REQUIRED WORK.
Pull out each line of the items below that contains the word "segment", and copy those lines in full.

────────────────────

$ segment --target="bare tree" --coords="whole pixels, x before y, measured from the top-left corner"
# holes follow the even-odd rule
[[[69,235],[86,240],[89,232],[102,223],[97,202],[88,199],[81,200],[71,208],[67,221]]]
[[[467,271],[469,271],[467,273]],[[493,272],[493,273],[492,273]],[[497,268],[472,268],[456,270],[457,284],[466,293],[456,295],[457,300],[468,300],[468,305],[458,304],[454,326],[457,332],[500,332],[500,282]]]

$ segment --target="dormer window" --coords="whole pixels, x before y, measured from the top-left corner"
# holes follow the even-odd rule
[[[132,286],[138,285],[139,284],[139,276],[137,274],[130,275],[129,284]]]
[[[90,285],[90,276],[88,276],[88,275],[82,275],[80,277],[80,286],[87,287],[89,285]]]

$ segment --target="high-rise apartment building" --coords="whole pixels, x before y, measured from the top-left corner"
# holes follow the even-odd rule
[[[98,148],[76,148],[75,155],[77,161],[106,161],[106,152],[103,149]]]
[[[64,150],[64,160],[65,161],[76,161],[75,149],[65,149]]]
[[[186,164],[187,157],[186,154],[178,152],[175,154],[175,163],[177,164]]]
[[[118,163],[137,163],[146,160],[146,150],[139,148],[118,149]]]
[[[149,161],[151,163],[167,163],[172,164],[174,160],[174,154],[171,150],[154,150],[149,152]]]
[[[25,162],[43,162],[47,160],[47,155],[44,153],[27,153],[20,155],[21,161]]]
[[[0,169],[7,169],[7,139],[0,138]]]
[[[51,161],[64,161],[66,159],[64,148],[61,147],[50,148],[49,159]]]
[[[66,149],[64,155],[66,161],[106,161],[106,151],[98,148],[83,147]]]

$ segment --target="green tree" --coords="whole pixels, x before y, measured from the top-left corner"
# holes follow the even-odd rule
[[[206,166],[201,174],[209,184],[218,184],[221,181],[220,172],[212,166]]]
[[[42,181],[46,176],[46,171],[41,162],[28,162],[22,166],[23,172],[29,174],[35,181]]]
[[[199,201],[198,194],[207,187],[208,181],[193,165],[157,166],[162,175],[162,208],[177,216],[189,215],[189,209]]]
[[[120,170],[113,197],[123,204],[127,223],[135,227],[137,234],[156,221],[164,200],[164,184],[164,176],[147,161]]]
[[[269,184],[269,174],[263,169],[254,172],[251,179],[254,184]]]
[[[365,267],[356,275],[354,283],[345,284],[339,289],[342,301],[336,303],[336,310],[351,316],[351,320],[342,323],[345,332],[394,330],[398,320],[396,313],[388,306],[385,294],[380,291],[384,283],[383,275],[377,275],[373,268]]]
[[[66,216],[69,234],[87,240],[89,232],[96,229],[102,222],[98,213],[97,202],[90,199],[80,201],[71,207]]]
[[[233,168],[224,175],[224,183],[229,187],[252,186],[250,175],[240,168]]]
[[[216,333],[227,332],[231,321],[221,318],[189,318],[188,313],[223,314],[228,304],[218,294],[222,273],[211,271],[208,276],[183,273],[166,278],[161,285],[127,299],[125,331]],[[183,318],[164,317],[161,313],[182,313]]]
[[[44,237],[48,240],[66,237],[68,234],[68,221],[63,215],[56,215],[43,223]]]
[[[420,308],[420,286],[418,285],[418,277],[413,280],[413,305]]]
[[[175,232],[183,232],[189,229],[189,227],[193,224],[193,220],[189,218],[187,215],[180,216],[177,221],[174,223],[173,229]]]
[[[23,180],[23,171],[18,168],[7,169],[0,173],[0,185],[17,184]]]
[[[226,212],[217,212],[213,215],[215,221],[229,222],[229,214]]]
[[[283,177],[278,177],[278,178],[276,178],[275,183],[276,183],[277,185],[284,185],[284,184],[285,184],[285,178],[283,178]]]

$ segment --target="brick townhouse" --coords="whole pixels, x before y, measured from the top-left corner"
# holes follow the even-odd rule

────────────────────

COMPLETE RESPONSE.
$ segment --target="bare tree" --coords="whole pixels, x before y, measured from the top-left corner"
$ segment --target="dormer window" --coords="whole pixels, x before y, measured from the top-left corner"
$ segment --target="high-rise apartment building" --coords="whole pixels, x before y, measured from the top-left corner"
$ segment --target="green tree" --coords="whole pixels, x before y, measured from the top-left corner"
$ segment --target="brick townhouse" --coords="whole pixels, x before y, measured from the top-left corner"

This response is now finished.